## [Set exercise]
Output the data below in full, character for character.

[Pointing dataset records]
▽
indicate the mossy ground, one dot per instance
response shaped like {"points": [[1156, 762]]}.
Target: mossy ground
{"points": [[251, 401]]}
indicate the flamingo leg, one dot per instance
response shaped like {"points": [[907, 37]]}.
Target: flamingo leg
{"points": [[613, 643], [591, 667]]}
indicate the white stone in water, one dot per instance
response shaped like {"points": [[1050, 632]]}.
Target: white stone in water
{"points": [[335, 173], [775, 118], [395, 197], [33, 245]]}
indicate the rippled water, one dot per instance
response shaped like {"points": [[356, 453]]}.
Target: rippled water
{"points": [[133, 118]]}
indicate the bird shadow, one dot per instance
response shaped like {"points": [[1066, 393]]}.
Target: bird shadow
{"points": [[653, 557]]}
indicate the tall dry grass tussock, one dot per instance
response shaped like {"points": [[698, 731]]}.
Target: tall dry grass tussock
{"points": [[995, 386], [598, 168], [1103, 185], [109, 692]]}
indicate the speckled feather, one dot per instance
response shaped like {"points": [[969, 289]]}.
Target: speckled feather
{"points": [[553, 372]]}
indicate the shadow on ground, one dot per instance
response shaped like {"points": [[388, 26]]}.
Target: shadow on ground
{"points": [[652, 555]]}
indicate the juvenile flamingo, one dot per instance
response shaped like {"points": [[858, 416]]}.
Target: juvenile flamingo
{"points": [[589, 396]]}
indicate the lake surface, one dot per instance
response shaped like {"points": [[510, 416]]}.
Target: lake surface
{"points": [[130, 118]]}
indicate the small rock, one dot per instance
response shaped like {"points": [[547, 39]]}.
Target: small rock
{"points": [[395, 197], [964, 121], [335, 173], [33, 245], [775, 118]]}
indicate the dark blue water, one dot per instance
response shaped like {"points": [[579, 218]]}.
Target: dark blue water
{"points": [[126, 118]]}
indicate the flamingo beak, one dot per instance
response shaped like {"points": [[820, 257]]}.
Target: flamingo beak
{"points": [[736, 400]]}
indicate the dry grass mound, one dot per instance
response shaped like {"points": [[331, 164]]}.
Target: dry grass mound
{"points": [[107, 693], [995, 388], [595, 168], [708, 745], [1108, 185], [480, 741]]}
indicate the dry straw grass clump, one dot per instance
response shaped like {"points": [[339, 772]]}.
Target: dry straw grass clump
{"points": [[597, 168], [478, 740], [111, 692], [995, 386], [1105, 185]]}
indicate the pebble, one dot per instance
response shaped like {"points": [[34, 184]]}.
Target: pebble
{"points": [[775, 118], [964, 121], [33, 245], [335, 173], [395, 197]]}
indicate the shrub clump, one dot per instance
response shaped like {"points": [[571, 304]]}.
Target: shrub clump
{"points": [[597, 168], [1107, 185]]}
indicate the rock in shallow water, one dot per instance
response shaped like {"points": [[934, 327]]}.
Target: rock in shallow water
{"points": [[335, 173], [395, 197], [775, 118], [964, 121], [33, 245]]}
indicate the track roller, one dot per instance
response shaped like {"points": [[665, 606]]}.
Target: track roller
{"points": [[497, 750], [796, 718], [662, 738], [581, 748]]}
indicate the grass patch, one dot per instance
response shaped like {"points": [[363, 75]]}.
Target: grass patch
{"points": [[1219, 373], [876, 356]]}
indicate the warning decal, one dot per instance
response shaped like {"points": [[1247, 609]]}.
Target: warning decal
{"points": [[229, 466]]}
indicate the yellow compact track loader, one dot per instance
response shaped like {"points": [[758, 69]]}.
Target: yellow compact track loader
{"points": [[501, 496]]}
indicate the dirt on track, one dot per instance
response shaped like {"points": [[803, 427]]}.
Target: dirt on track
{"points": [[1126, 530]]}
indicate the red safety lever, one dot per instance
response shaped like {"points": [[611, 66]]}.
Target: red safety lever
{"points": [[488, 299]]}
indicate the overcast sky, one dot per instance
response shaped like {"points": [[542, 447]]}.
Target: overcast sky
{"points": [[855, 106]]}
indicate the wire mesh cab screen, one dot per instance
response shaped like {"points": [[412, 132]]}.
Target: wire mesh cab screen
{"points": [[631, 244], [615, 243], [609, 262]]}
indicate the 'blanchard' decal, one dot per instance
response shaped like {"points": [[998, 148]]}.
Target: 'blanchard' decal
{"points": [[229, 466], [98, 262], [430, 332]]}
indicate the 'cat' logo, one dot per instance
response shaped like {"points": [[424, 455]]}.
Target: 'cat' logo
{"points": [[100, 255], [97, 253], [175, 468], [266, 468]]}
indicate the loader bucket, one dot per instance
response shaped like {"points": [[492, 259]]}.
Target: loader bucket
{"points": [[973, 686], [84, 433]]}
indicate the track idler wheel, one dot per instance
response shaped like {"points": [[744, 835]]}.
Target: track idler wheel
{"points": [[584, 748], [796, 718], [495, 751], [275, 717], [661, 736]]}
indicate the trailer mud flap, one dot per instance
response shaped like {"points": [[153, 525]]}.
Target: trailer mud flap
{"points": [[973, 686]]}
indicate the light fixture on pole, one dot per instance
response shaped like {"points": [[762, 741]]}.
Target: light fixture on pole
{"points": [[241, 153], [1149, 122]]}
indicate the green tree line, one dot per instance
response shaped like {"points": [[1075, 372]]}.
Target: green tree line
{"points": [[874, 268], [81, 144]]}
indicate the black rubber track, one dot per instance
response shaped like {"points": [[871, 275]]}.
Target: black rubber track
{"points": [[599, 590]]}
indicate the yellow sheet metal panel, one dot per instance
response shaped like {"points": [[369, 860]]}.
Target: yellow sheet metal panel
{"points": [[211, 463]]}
△
## [Solution below]
indicate the mossy ground, one dot per instance
response shaped like {"points": [[1156, 762]]}.
Target: mossy ground
{"points": [[251, 401]]}
indicate the flamingo leg, one dot per instance
response shaped like {"points": [[907, 37]]}.
Target: flamingo leg
{"points": [[613, 643], [591, 667]]}
indicate the white stone in water, one dot per instance
response shaped like {"points": [[1050, 632]]}.
Target: white stone in water
{"points": [[335, 173], [775, 118], [395, 197], [33, 245]]}
indicate the rippled water, one dot per instance
response shaped like {"points": [[356, 453]]}.
Target: rippled water
{"points": [[133, 118]]}
indicate the bird shadow, one dot per instance
response shaped like {"points": [[1066, 393]]}.
Target: bird shadow
{"points": [[653, 557]]}
indicate the tall dry grass tussock, one dot per instance
response shaped like {"points": [[698, 731]]}.
Target: tall dry grass tussock
{"points": [[995, 386], [598, 168], [1103, 185], [109, 692]]}
indicate the speckled feather, one dot per instance
response shaped like {"points": [[969, 289]]}.
Target: speckled feather
{"points": [[553, 372]]}
indicate the shadow on ground, one dot per instance
response shaped like {"points": [[388, 26]]}.
Target: shadow on ground
{"points": [[652, 555]]}
indicate the juvenile flamingo, one dot per instance
response shaped like {"points": [[858, 416]]}.
Target: juvenile flamingo
{"points": [[589, 396]]}
indicate the lake surface, one dot per instance
response shaped like {"points": [[510, 416]]}.
Target: lake surface
{"points": [[130, 118]]}
indicate the small rock, one dot per instance
response shaped like {"points": [[547, 39]]}.
Target: small rock
{"points": [[395, 197], [964, 121], [335, 173], [33, 245], [775, 118]]}
indicate the dark blue water, one dot per instance
response shaped like {"points": [[579, 218]]}.
Target: dark blue water
{"points": [[126, 118]]}
indicate the flamingo beak, one dot per instance
response shaped like {"points": [[820, 257]]}.
Target: flamingo beak
{"points": [[736, 400]]}
indicate the dry grass mound, one dot per instance
response shaped like {"points": [[331, 164]]}.
Target: dry grass mound
{"points": [[107, 693], [995, 388], [595, 168], [708, 745], [1108, 185], [480, 741]]}
indicate the dry straw grass clump, one dot per instance
response shaped like {"points": [[339, 772]]}.
Target: dry straw grass clump
{"points": [[597, 168], [478, 740], [111, 692], [995, 386], [1105, 185]]}
indicate the pebble, one dot per instance
response shaped like {"points": [[34, 184]]}.
Target: pebble
{"points": [[775, 118], [964, 121], [33, 245], [335, 173], [395, 197]]}
indicate the shrub clump, one dot per instance
response shaped like {"points": [[571, 304]]}.
Target: shrub clump
{"points": [[597, 168], [1107, 185]]}
indicate the rock in shallow water, one dot per instance
response shaped like {"points": [[934, 327]]}.
Target: rock in shallow water
{"points": [[335, 173], [395, 197], [775, 118], [964, 121], [33, 245]]}
indicate the track roller, one dot per instance
response shaped like {"points": [[665, 606]]}.
Target: track roller
{"points": [[497, 750], [796, 718], [662, 738], [581, 748]]}
indicate the grass patch, one dot per instance
response shaped like {"points": [[363, 75]]}.
Target: grass patch
{"points": [[1219, 373], [876, 356]]}
indicate the warning decal, one dot per instance
response shaped like {"points": [[1247, 609]]}.
Target: warning decal
{"points": [[229, 466]]}
indicate the yellow compact track loader, one dot per instance
response shaped like {"points": [[758, 69]]}.
Target: yellow compact track loader
{"points": [[501, 496]]}
indicate the dirt on track, one dot per instance
response shaped like {"points": [[803, 427]]}.
Target: dirt on track
{"points": [[1126, 530]]}
indicate the red safety lever, one dot per instance
response shaped like {"points": [[611, 66]]}.
Target: red safety lever
{"points": [[488, 299]]}
indicate the overcast sky, one dot per instance
response shaped like {"points": [[542, 447]]}.
Target: overcast sky
{"points": [[855, 106]]}
indicate the wire mesh cab screen, one dot per instance
response shaped like {"points": [[412, 132]]}.
Target: wire mesh cab screen
{"points": [[631, 244], [615, 243], [609, 262]]}
indicate the 'blanchard' decal, one dot per instance
response shaped like {"points": [[998, 148]]}.
Target: 'blanchard' decal
{"points": [[229, 466], [98, 262], [430, 332]]}
indicate the 'cat' logo, one dot per instance
response shaped like {"points": [[424, 455]]}.
Target: 'cat' logo
{"points": [[100, 255], [97, 253], [175, 468], [266, 468]]}
indicate the loader bucket, one dot per instance
response shaped like {"points": [[492, 259]]}.
Target: loader bucket
{"points": [[973, 686], [84, 433]]}
indicate the track idler wheel, one dot per instance
response shaped like {"points": [[744, 835]]}.
Target: track idler wheel
{"points": [[584, 748], [796, 718], [495, 751], [275, 717], [661, 736]]}
indicate the trailer mud flap, one dot per instance
response shaped like {"points": [[153, 525]]}.
Target: trailer mud flap
{"points": [[973, 686]]}
indicate the light fixture on pole, one dot per instance
response shaped like {"points": [[762, 741]]}.
Target: light fixture on pole
{"points": [[241, 153], [1149, 122]]}
indicate the green tree line, one dot per instance
response shaped like {"points": [[1075, 372]]}.
Target: green tree line
{"points": [[874, 268], [81, 144]]}
indicate the black rubber track, one dot per instance
response shaped like {"points": [[871, 275]]}.
Target: black rubber track
{"points": [[599, 590]]}
indicate the yellow sheet metal panel, one dot per instance
response shaped like {"points": [[369, 860]]}.
Target: yellow sheet metal panel
{"points": [[211, 463]]}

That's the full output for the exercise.